Edit the rows below so that "Result" becomes "Answer" everywhere and nothing else changes. Omit the pictures from your version.

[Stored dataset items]

=-=-=

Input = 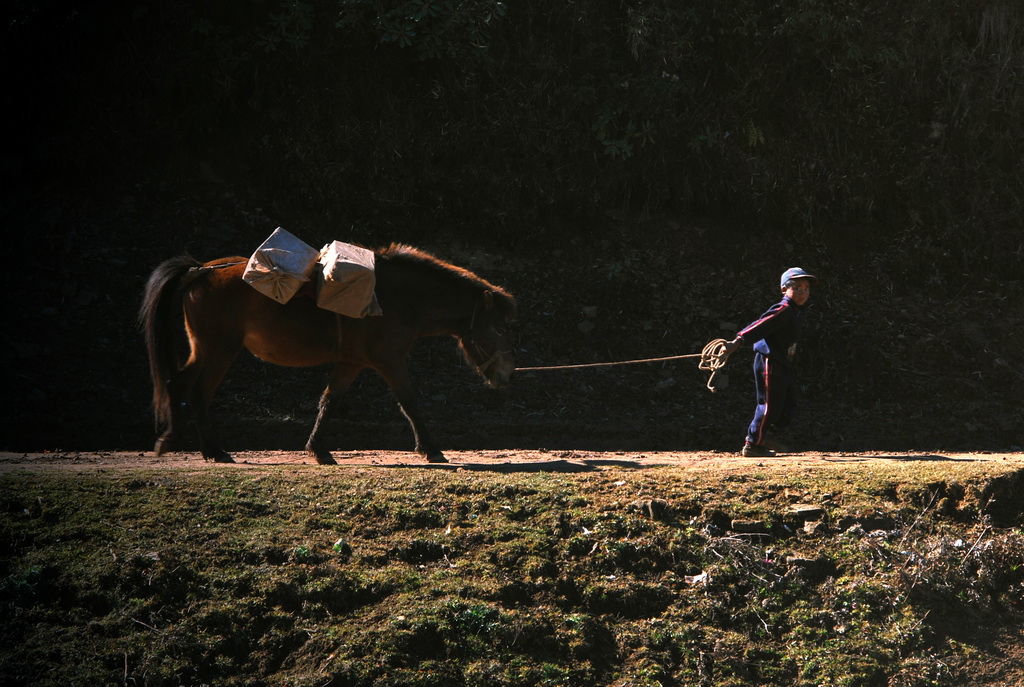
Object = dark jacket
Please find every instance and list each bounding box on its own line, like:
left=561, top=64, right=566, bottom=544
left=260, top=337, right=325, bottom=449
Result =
left=736, top=296, right=804, bottom=366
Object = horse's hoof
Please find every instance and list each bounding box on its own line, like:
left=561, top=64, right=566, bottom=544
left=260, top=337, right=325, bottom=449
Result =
left=203, top=448, right=234, bottom=463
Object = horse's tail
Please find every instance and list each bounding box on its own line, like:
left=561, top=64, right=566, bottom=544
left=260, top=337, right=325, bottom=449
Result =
left=138, top=255, right=202, bottom=431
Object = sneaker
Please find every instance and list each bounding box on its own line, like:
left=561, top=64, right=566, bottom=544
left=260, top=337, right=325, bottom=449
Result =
left=741, top=443, right=775, bottom=458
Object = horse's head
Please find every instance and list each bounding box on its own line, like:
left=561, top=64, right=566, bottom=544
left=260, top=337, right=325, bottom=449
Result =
left=461, top=291, right=515, bottom=388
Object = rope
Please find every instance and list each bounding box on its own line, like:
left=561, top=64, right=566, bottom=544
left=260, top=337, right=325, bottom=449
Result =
left=516, top=339, right=729, bottom=392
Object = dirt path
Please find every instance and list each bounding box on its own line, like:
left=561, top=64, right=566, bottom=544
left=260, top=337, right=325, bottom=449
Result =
left=0, top=449, right=1024, bottom=472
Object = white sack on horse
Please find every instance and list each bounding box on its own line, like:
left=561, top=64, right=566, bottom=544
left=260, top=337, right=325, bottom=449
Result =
left=316, top=241, right=384, bottom=317
left=242, top=226, right=319, bottom=303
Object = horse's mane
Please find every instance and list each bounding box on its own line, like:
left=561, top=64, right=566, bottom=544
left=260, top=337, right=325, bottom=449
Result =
left=376, top=244, right=515, bottom=310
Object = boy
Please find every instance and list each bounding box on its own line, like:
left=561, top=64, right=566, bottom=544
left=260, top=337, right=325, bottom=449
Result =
left=725, top=267, right=818, bottom=458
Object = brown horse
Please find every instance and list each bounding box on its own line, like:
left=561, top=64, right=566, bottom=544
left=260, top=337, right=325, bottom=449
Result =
left=138, top=245, right=515, bottom=465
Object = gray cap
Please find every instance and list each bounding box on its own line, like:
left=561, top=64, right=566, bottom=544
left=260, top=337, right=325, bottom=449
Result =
left=779, top=267, right=818, bottom=289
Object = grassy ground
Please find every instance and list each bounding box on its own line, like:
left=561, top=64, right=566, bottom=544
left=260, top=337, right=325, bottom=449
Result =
left=0, top=460, right=1024, bottom=687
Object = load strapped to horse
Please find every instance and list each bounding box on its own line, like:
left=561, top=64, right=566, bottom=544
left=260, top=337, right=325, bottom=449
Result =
left=139, top=229, right=515, bottom=464
left=242, top=226, right=383, bottom=317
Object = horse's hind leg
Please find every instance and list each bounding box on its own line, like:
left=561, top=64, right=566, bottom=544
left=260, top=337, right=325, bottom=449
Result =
left=306, top=362, right=361, bottom=465
left=186, top=346, right=242, bottom=463
left=154, top=363, right=198, bottom=458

=-=-=

→ **Solution to this problem**
Input = 
Object = dark jacket
Please find every instance and list each bounding box on its own line, like:
left=561, top=64, right=566, bottom=544
left=260, top=337, right=325, bottom=449
Answer =
left=736, top=296, right=804, bottom=366
Object = horse's hoof
Please find every instance and list each bounding box on its own line, like:
left=561, top=64, right=566, bottom=544
left=260, top=337, right=325, bottom=449
Answer =
left=203, top=448, right=234, bottom=463
Object = horse's tail
Please find every instance and list each bounding box on its own line, like:
left=561, top=64, right=566, bottom=544
left=260, top=337, right=325, bottom=449
Answer =
left=138, top=255, right=202, bottom=431
Object = sneaker
Please find every instance and list each bounding box on its own line, like:
left=561, top=64, right=566, bottom=544
left=260, top=337, right=325, bottom=449
Answer =
left=741, top=443, right=775, bottom=458
Object = horse's head
Please find every instance and list each bounding box on its own line, like:
left=561, top=64, right=566, bottom=544
left=260, top=337, right=325, bottom=449
Answer =
left=461, top=291, right=515, bottom=388
Object = rope
Please find every instance and list each bounding box on its own line, like:
left=561, top=64, right=566, bottom=544
left=260, top=337, right=325, bottom=449
Answer =
left=516, top=339, right=729, bottom=392
Object = dirt path
Please find every instance and list each bounding box on its own line, like:
left=561, top=64, right=566, bottom=544
left=260, top=337, right=325, bottom=449
Answer =
left=0, top=449, right=1024, bottom=472
Object = white sack on horse
Please find every instance and list each bounding box on its own line, like:
left=561, top=64, right=566, bottom=544
left=260, top=337, right=325, bottom=449
Answer =
left=316, top=241, right=384, bottom=317
left=242, top=226, right=319, bottom=303
Object = horse's mane
Please find every instance and list each bounding box on its own line, like:
left=561, top=64, right=566, bottom=544
left=260, top=337, right=325, bottom=449
Answer =
left=376, top=244, right=515, bottom=310
Object = boy
Please find every instance and list each bounding box on its own line, like:
left=561, top=64, right=566, bottom=544
left=260, top=337, right=325, bottom=449
Answer =
left=725, top=267, right=818, bottom=458
Object = brown horse
Please find every instance and list each bounding box on its own line, like:
left=561, top=64, right=566, bottom=544
left=260, top=337, right=325, bottom=449
Answer =
left=138, top=245, right=515, bottom=465
Object = gray cap
Please find every instance and list each bounding box on its own line, like:
left=561, top=64, right=566, bottom=544
left=260, top=337, right=325, bottom=449
Answer =
left=779, top=267, right=818, bottom=289
Object = grassy ground
Please find every instance and list each bounding box on its own line, like:
left=561, top=64, right=566, bottom=544
left=260, top=337, right=325, bottom=449
Answer =
left=0, top=460, right=1024, bottom=687
Object = load strapped to horse
Please find every instance and list each bounding box on its own line, like:
left=561, top=64, right=566, bottom=544
left=260, top=337, right=325, bottom=449
Answer =
left=139, top=229, right=515, bottom=464
left=242, top=226, right=383, bottom=317
Object = horse's hind leg
Please find every instance and list each bounding box on its own line, like:
left=561, top=64, right=566, bottom=544
left=260, top=337, right=325, bottom=449
Answer =
left=306, top=362, right=361, bottom=465
left=186, top=346, right=242, bottom=463
left=154, top=363, right=198, bottom=458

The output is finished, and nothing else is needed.